┌────────

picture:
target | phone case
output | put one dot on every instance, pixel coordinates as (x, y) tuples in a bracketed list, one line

└────────
┌────────

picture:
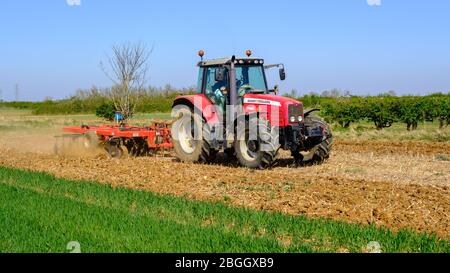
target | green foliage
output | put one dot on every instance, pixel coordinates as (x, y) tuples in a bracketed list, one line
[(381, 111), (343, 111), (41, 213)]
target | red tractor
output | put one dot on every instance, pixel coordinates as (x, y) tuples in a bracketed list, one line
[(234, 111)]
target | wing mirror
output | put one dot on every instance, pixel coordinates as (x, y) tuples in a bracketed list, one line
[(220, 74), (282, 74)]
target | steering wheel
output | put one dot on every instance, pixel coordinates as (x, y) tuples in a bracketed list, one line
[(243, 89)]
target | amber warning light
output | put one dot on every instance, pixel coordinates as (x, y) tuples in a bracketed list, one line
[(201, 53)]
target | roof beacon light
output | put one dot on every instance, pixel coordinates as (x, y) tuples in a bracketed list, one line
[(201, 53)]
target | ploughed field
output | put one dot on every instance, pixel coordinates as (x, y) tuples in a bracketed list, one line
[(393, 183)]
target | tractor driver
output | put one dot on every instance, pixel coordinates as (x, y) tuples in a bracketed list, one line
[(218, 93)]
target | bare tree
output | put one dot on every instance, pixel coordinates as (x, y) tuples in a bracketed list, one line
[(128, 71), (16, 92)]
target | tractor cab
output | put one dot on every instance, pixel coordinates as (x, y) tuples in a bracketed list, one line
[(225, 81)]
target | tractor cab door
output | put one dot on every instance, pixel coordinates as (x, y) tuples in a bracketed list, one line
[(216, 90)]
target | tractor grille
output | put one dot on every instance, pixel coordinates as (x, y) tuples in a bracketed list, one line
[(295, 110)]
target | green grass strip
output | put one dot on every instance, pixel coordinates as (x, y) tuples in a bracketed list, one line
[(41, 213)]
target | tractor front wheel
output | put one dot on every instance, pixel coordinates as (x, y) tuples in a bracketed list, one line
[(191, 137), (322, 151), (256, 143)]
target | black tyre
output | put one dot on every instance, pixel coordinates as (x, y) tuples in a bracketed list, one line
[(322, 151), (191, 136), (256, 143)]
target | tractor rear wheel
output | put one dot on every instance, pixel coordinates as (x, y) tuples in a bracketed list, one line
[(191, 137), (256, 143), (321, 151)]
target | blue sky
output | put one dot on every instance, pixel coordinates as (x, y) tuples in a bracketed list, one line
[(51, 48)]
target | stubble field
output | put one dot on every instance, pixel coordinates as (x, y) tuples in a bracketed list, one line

└────────

**Exercise prompt**
Rewrite the records from the line containing "target | steering wheel" through the line containing "[(41, 213)]", requests included, and offset each answer's x and y coordinates by adding 108 to them.

**Finished task**
target | steering wheel
output | put one dot on every instance, pixel coordinates as (x, y) tuples in a bracketed list, one line
[(351, 197)]
target | amber warning light
output | put one dot on every instance, pixel coordinates as (x, y) tuples in a bracketed list, one line
[(309, 161)]
target | roof beacon light
output | put one dot on every instance, pixel coordinates as (x, y) tuples in a bracketed list, one line
[(309, 161)]
target | ploughed field
output | put one dot on every instance, pixel coordinates as (x, y) tuples in a bracketed list, one line
[(501, 291)]
target | tractor driver
output | put one dot on every instance, pixel coordinates as (x, y) tuples in a bracketed list, one line
[(326, 201)]
target | bare tree
output | put one dot on every instance, pixel coordinates as (x, y) tuples in a bracketed list, one line
[(236, 179), (124, 200)]
target | tractor cab
output | put one dot on every instance, pixel coordinates as (x, y) tuples in a bracketed list, one line
[(333, 189)]
target | tractor cab door
output | put one dot on every instance, pixel coordinates as (x, y) tuples in a bracketed list, one line
[(324, 198)]
target | tractor grille
output | put one dot on every instance, pixel coordinates as (x, y) tuples in a bracketed list, one line
[(403, 218)]
target | green grass strip
output | put one dot on every instance, pixel coordinates as (x, y) tuples in a bracketed list, one line
[(149, 321)]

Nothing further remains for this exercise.